While a custodial sentence is needed to denounce the actions of the accused, a period of actual incarceration is not needed. He is sentenced to a period of incarceration of 9 months, to be served in the community, subject to conditions. As well, a term of probation of 2 years following the completion of the sentence is imposed. The accused is not a danger to the community and the safety of the community would not be endangered by the accused serving his sentence in the community. The accused has care of his three children. The breakdown of familial relationships is a recurring consequence of colonialization. In this case, the accused being incarcerated would continue that intergenerational harm. A conditional sentence would keep this family unit together.

RECORDS PROVIDED »

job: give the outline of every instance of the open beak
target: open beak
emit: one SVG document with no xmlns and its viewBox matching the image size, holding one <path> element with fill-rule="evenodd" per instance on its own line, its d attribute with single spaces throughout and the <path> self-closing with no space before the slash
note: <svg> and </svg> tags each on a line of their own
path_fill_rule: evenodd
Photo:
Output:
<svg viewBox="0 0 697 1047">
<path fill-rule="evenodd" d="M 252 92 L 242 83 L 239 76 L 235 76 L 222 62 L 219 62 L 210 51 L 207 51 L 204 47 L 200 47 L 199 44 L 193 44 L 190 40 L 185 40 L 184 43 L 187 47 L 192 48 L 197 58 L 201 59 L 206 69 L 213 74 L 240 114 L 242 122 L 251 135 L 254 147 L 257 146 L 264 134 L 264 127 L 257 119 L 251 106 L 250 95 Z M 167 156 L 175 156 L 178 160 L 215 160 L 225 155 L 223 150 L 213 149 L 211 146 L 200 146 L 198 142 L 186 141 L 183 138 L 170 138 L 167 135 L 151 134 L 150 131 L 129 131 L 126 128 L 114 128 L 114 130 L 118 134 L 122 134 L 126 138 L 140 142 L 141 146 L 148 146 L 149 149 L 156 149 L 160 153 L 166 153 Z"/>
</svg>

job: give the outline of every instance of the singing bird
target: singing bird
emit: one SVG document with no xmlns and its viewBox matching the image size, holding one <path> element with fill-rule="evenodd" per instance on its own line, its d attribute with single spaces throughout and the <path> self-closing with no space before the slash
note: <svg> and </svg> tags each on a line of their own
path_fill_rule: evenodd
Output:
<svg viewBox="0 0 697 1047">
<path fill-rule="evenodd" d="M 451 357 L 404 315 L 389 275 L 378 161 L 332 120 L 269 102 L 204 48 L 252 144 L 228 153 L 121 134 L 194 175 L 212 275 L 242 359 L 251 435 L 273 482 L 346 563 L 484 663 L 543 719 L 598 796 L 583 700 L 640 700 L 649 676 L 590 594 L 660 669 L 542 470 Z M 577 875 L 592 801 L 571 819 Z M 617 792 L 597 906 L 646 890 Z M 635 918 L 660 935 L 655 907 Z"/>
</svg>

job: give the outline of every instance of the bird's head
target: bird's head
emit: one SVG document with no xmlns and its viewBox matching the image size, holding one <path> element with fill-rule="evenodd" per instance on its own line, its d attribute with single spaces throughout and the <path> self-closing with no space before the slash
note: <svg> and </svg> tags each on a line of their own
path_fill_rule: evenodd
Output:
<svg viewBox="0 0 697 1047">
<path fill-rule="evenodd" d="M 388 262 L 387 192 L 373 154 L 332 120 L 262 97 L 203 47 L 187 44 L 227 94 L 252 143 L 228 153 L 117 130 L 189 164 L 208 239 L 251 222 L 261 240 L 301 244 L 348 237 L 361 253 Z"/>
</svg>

ASSIGNMENT »
Continue the sentencing passage, starting after its final sentence.

RESPONSE TO THIS TASK »
Iskatewizaagegan No 39 Independent First Nation v Winnipeg (City), 2021 ONSC 1209

Ontario’s motion is dismissed. Ontario moved for an Order to strike out Iskatewizaagegan’s Amended Statement of Claim claiming that it is plain and obvious that Iskatewizaagegan pleading disclosed no reasonable cause of action for breach of a sui generis or an ad hoc fiduciary duty. The Court finds that it is not plain and obvious that Iskatewizaagegan does not have a tenable cause of action based on a sui generis fiduciary duty or an ad hoc fiduciary duty.

Indigenous Law Centre CaseWatch Blog

The City of Winnipeg, Manitoba [“Winnipeg”] extracts its drinking water from Shoal Lake, which is located predominantly in Ontario, but also Manitoba. Shoal Lake has been extracted for this purpose for over 100 years but has not paid anything to the Plaintiff, the Iskatewizaagegan No. 39 Independent First Nation [“Iskatewizaagegan”]. Winnipeg is being sued by Iskatewizaagegan for compensation for injurious affection, with damages claimed at $500 million. Iskatewizaagegan also sues the Province of Ontario, for breach of fiduciary duty.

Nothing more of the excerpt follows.